#### Problem statement:
Go through the entries below. Copy each line in which "roof" appears.

#### Entries shown:
+-------+

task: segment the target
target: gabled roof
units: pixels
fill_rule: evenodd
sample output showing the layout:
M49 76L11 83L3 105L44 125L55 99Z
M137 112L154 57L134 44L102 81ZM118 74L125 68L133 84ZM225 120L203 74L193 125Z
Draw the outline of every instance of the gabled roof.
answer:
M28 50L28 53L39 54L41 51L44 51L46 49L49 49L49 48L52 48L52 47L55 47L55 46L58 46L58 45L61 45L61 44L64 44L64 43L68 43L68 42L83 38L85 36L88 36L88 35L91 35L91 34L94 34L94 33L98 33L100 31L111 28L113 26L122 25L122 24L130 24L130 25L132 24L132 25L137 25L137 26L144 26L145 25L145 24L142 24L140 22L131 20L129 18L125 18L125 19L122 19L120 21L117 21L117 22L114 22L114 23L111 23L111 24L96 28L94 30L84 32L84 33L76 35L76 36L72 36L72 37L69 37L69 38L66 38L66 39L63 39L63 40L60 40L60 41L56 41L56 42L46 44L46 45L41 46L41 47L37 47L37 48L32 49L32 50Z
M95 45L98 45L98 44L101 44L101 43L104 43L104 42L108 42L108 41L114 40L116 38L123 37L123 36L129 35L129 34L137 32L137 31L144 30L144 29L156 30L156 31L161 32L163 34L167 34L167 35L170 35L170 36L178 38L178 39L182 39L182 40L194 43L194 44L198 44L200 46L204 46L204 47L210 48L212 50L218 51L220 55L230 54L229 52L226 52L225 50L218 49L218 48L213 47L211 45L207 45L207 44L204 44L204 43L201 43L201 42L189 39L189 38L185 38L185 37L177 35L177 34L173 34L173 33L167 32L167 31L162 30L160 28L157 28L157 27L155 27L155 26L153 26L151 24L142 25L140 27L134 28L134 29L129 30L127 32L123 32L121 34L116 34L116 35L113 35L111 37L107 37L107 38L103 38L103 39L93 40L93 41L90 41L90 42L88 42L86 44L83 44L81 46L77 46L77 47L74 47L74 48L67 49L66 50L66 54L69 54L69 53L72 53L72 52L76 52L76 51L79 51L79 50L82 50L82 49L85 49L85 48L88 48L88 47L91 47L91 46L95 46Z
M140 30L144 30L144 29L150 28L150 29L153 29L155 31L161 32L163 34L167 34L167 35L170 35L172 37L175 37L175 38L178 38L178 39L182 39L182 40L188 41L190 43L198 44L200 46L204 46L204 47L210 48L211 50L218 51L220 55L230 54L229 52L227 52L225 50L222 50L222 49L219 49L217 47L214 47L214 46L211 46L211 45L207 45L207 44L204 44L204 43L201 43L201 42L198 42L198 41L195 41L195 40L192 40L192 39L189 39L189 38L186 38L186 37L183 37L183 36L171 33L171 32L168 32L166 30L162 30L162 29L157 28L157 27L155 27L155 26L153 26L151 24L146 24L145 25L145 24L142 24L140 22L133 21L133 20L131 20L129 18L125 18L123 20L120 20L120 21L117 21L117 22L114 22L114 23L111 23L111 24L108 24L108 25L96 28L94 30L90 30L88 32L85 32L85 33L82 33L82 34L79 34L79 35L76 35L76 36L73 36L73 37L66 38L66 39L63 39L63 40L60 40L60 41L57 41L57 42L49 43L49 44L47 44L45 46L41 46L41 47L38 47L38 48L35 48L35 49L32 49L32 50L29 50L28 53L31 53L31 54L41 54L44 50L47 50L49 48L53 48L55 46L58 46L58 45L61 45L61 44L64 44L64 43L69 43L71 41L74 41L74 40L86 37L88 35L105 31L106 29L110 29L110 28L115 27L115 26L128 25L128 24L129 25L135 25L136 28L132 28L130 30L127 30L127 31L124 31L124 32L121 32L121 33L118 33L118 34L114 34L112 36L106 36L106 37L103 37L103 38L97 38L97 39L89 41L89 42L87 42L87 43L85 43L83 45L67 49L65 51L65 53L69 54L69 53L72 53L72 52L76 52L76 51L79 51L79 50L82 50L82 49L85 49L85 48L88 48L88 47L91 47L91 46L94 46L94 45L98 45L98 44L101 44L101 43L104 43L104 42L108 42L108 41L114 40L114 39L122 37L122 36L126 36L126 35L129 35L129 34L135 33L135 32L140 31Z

+-------+

#### Result:
target: gabled roof
Draw the outline of every instance of the gabled roof.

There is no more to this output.